Exercise directions –
Repeat only the lines below from the one that contains "Field-scouting request: tag every instance of the dry" through the final line, exactly. Omit pictures.
--- start Data for this exercise ---
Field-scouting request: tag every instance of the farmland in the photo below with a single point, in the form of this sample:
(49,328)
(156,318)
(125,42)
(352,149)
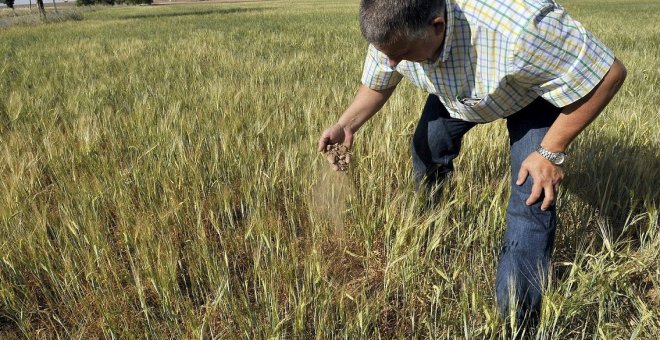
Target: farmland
(159,178)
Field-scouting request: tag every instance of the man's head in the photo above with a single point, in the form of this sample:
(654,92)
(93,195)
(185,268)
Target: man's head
(404,29)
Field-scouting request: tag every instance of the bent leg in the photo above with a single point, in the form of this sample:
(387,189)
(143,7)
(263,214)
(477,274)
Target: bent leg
(529,237)
(437,141)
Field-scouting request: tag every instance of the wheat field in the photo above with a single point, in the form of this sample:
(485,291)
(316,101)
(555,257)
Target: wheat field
(159,179)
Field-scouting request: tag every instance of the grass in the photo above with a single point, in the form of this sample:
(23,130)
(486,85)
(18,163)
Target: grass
(158,178)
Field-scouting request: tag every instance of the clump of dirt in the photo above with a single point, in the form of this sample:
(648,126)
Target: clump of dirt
(339,155)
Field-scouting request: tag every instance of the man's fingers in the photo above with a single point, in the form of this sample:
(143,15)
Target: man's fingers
(522,175)
(535,195)
(323,142)
(549,199)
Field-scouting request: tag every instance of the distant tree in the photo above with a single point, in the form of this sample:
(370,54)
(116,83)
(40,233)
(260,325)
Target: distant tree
(9,3)
(42,10)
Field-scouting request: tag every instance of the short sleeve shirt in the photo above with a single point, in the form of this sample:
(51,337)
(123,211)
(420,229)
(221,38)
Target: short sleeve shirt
(500,55)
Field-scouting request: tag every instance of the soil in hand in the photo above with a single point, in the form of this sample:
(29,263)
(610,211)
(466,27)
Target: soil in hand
(339,155)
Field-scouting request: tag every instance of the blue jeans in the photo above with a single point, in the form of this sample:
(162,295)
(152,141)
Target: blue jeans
(530,233)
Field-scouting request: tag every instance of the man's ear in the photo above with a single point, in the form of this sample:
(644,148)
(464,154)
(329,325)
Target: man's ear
(439,26)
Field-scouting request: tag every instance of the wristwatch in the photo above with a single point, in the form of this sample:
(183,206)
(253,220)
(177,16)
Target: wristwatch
(556,158)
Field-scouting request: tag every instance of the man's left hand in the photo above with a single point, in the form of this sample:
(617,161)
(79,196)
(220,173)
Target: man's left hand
(546,177)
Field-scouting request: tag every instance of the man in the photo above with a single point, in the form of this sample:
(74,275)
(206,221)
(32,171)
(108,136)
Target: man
(526,61)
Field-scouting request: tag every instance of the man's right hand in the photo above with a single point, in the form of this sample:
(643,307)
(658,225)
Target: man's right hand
(336,134)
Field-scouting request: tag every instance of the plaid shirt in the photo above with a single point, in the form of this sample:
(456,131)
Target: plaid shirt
(500,55)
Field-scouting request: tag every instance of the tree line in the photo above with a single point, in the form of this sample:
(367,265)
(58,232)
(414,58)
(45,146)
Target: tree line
(10,3)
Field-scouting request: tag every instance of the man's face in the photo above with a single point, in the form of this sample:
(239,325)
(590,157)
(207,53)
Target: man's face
(418,50)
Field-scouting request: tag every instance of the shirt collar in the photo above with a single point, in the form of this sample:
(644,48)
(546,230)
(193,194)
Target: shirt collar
(449,30)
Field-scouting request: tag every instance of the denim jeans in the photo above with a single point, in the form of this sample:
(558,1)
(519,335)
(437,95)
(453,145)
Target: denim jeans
(530,233)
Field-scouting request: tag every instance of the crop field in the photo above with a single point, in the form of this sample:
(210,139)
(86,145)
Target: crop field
(159,179)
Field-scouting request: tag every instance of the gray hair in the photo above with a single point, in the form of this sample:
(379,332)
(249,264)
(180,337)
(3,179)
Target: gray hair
(383,21)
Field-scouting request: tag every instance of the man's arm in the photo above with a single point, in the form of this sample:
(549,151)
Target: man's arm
(365,104)
(573,119)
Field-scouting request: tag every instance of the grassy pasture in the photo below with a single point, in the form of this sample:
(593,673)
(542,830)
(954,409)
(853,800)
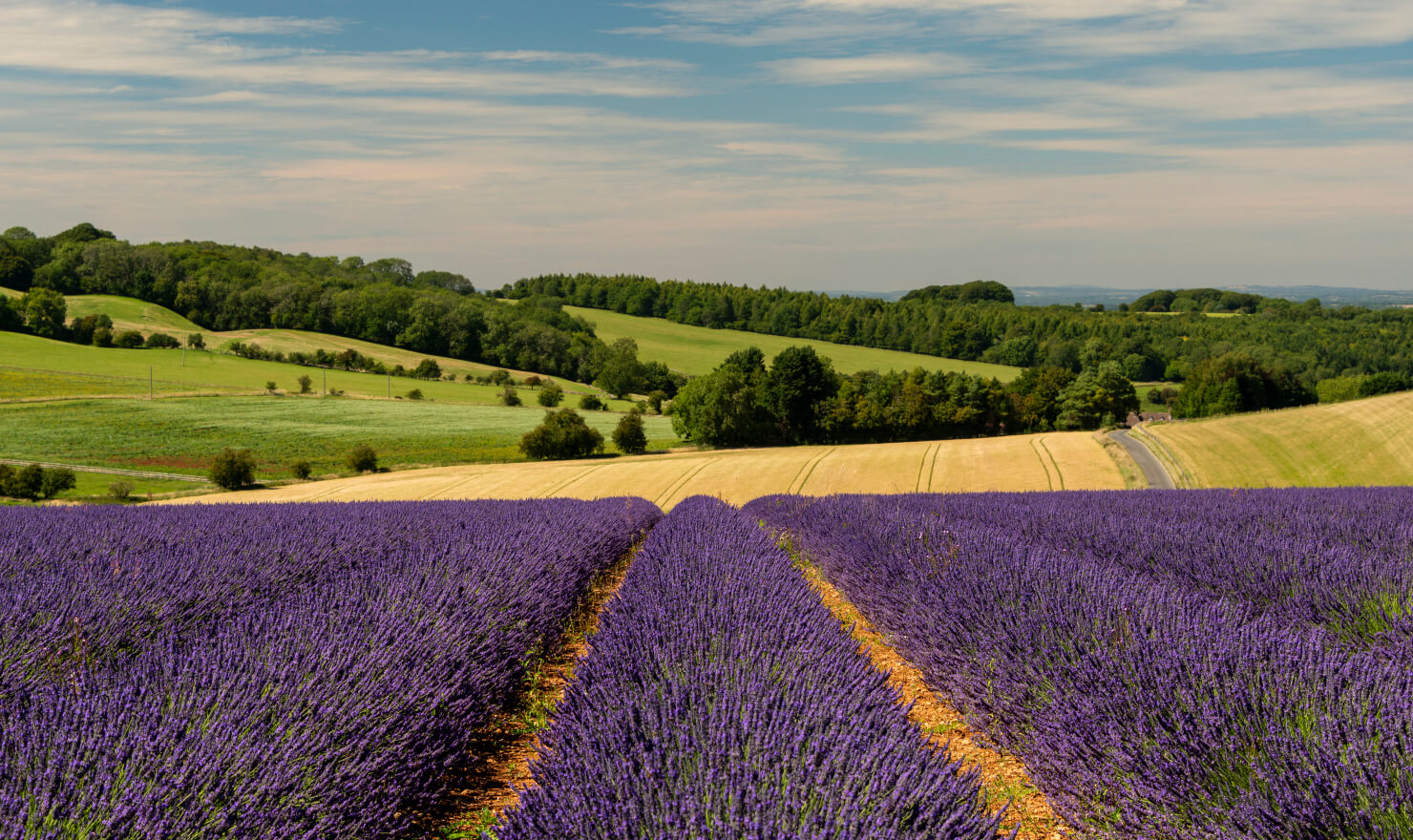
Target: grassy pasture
(1344,444)
(32,368)
(132,314)
(697,350)
(179,435)
(1030,462)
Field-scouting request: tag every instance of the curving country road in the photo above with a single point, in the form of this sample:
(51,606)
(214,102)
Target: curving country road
(1153,471)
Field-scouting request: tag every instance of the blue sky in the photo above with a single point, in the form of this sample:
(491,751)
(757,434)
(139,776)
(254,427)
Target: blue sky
(830,144)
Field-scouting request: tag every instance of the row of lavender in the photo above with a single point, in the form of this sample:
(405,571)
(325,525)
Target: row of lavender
(1169,663)
(723,701)
(270,672)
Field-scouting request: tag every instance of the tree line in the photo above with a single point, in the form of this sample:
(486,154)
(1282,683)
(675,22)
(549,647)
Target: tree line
(1165,335)
(800,398)
(228,286)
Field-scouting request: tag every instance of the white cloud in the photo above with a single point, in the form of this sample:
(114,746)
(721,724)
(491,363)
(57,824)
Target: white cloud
(116,40)
(866,68)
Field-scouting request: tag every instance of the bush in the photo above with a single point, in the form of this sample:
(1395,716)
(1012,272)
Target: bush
(362,459)
(55,482)
(129,339)
(562,433)
(629,435)
(233,469)
(550,395)
(161,342)
(23,483)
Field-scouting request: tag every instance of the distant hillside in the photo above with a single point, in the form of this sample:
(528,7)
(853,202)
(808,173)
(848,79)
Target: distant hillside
(695,349)
(1111,297)
(1357,444)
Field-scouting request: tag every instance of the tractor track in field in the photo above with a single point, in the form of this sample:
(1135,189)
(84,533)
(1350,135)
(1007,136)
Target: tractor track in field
(503,748)
(1003,778)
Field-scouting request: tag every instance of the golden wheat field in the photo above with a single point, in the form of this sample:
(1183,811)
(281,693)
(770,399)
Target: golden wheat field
(1070,460)
(1360,442)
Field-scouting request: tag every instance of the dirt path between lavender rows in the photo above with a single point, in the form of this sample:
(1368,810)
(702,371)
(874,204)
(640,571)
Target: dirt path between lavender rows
(1002,777)
(508,745)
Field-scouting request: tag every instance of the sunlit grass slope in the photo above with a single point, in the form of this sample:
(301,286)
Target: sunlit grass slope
(697,350)
(1359,442)
(140,315)
(182,433)
(41,368)
(1024,462)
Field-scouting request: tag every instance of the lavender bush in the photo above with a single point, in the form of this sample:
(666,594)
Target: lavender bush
(723,701)
(1169,663)
(270,672)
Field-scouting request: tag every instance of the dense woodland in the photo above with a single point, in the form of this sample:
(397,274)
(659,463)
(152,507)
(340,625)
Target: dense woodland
(1160,336)
(1231,352)
(228,286)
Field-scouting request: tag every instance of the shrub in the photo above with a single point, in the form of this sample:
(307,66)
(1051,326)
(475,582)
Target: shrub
(233,469)
(23,483)
(562,433)
(129,339)
(161,342)
(55,482)
(629,435)
(550,395)
(362,459)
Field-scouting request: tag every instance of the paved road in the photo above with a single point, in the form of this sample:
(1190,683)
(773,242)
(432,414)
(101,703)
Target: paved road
(109,471)
(1153,471)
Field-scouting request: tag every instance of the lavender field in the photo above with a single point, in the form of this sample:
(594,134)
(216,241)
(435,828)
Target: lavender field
(1207,663)
(721,699)
(1210,665)
(270,672)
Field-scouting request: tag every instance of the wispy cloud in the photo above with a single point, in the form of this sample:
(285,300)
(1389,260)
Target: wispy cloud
(866,68)
(117,40)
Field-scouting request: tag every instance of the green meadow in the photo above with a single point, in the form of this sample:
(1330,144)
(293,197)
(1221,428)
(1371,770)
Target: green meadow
(181,433)
(34,368)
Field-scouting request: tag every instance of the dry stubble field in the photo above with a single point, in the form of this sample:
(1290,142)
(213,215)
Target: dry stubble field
(1065,460)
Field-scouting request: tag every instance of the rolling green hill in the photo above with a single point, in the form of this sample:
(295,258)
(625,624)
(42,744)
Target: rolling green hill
(181,435)
(697,349)
(132,314)
(32,368)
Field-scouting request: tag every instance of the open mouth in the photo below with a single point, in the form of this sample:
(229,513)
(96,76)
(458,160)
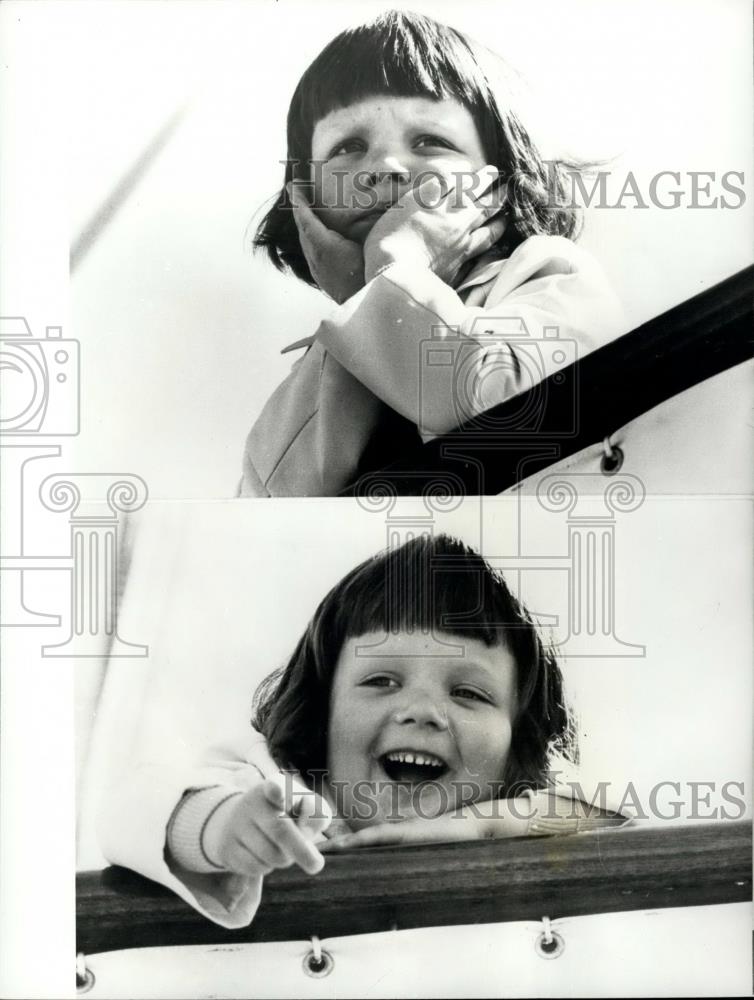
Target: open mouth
(412,766)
--- end Data for this exercise ---
Correct answer –
Field-scouting request: tag every instance of the dry stubble field in the photo above with a single point, in the form of this sample:
(1290,142)
(213,215)
Target: dry stubble field
(1065,460)
Field-scouting request: tag every instance of the rolling green hill in the photo above with a single point, in the form of this sample:
(295,258)
(625,624)
(42,744)
Target: rolling green hill
(181,435)
(697,349)
(132,314)
(32,368)
Field-scouting request: tag every instance of the open mouth in the photo below with a single point, in the form of this sample:
(229,513)
(96,76)
(458,160)
Target: open mouth
(412,766)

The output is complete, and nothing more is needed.